### SUPPLIED MATERIAL
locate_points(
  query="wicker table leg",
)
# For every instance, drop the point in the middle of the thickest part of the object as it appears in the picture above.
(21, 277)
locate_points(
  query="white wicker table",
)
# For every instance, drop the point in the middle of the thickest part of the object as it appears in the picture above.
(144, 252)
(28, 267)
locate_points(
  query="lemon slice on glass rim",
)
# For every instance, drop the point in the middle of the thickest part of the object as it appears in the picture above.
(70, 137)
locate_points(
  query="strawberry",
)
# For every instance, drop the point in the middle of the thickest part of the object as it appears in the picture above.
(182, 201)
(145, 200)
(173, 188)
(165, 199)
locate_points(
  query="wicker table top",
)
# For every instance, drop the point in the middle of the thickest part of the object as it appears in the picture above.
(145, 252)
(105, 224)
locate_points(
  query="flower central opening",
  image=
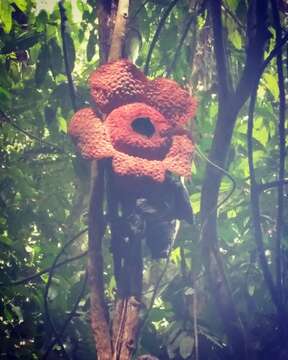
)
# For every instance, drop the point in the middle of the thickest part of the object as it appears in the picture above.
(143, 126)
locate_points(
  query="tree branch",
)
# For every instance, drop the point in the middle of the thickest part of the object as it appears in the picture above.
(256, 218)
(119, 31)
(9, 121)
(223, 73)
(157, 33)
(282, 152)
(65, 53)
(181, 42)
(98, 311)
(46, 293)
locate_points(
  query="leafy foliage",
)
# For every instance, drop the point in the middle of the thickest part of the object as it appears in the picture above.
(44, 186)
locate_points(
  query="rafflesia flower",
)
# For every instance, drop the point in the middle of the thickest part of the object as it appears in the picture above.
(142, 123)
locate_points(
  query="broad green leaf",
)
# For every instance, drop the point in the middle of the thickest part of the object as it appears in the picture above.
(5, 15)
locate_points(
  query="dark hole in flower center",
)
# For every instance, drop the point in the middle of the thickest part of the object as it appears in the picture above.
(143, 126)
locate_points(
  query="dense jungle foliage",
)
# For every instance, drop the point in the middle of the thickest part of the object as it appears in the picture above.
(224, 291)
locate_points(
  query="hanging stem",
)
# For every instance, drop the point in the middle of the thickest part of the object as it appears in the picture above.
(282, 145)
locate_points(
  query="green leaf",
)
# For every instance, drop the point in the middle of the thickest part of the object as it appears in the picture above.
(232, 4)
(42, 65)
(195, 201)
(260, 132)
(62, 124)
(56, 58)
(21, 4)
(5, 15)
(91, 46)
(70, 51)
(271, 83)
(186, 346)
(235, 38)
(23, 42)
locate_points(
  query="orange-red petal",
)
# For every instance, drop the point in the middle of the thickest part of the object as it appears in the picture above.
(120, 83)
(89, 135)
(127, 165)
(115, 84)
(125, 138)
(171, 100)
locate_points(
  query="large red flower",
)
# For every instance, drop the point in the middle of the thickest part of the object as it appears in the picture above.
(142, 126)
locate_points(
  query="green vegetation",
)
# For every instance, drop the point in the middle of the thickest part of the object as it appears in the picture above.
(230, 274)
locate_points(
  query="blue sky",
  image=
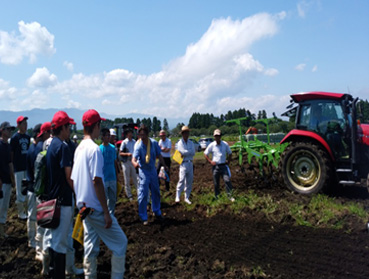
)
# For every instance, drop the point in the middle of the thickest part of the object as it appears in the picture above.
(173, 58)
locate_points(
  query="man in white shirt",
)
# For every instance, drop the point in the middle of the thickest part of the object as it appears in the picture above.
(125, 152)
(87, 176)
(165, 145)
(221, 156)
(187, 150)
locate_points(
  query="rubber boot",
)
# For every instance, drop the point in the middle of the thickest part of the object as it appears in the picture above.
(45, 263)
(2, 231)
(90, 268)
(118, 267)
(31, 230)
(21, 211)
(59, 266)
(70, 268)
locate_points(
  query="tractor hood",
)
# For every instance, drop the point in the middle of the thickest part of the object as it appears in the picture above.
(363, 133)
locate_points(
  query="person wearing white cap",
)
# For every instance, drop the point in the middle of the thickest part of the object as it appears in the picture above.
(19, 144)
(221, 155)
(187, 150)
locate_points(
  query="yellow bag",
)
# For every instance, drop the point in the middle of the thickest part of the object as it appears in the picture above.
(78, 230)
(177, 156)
* * *
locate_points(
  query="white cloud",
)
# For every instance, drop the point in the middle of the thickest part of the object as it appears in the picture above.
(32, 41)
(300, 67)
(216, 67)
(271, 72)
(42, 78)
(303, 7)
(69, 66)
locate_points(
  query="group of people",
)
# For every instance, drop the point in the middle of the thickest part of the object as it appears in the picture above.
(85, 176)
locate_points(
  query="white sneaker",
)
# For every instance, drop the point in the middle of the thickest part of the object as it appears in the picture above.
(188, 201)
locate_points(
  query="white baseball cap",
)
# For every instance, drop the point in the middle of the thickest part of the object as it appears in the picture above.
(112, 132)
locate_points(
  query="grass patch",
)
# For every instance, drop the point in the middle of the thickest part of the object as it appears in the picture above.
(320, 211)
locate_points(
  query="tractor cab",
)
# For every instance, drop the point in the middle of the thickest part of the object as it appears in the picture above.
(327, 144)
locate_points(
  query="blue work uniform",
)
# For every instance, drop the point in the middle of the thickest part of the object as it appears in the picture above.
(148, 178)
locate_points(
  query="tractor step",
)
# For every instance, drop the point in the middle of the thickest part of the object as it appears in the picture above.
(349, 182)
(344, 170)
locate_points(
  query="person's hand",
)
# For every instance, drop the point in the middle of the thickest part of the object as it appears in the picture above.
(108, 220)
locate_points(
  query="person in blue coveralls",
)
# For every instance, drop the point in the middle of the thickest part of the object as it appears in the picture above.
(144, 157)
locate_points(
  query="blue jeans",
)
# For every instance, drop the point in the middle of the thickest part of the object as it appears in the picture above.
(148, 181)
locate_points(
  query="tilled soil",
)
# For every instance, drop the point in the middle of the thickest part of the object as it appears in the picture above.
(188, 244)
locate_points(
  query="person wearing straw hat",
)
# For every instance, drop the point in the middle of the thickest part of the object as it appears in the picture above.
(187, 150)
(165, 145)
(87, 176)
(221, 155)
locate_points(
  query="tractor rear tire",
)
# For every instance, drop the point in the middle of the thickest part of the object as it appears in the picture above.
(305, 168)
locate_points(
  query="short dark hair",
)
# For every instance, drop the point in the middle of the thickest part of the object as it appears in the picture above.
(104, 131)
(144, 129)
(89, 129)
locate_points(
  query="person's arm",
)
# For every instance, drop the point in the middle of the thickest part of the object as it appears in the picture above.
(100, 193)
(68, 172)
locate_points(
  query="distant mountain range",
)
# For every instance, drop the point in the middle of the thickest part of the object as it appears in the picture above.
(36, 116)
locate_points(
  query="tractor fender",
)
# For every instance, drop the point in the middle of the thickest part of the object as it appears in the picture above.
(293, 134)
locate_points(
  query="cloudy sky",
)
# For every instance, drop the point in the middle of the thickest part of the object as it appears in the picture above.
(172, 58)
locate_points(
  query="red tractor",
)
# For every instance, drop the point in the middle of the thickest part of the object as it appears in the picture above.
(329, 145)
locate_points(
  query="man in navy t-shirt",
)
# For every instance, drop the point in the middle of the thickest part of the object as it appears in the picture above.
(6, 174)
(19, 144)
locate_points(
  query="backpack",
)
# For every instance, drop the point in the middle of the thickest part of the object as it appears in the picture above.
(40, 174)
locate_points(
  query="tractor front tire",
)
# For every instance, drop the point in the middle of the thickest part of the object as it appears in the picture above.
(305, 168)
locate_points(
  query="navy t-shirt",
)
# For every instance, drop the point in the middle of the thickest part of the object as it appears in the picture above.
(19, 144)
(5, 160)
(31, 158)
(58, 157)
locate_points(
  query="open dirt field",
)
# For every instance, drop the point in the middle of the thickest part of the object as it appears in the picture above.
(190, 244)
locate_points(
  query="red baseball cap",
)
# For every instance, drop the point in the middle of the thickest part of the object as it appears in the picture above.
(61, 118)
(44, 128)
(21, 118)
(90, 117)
---
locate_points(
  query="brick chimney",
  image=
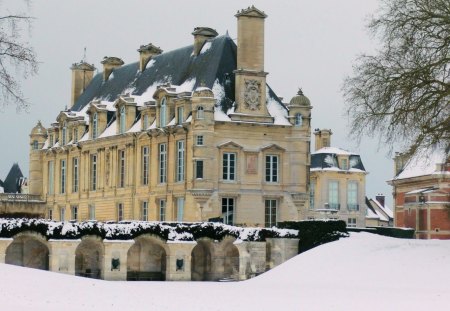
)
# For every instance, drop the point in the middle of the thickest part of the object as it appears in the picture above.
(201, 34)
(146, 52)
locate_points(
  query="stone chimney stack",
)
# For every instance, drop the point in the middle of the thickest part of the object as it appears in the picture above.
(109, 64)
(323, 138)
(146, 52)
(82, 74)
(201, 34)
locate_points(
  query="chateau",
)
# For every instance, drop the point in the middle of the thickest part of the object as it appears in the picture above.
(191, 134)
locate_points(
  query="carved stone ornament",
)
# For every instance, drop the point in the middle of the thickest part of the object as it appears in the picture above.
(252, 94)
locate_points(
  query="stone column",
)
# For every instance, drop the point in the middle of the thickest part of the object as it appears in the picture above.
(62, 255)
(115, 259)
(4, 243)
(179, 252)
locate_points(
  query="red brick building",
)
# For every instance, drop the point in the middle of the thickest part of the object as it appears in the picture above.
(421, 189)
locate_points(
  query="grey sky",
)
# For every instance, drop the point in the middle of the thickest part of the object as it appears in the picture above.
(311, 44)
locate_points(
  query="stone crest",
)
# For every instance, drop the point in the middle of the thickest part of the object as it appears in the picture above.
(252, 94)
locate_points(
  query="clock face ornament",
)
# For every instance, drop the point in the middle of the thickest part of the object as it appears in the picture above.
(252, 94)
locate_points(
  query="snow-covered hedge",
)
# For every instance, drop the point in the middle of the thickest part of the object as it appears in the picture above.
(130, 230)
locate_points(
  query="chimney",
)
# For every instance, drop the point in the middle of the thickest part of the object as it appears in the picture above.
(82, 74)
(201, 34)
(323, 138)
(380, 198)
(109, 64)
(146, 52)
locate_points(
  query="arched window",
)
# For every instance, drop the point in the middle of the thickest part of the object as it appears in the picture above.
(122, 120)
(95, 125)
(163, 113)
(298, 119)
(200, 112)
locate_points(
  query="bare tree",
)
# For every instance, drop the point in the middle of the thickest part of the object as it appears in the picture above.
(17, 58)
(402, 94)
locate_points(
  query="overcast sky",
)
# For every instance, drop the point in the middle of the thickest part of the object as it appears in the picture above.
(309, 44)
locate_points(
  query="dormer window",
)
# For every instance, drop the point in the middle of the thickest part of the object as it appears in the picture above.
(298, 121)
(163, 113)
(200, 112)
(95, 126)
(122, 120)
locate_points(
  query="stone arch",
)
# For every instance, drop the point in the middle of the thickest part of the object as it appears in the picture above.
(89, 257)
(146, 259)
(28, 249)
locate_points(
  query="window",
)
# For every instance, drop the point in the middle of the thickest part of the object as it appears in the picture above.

### THE TASK
Each line of the material that contains the string "wicker" has to be copied out.

### ANSWER TO THE EXERCISE
  query="wicker table leg",
  query="white wicker table",
  query="wicker table top",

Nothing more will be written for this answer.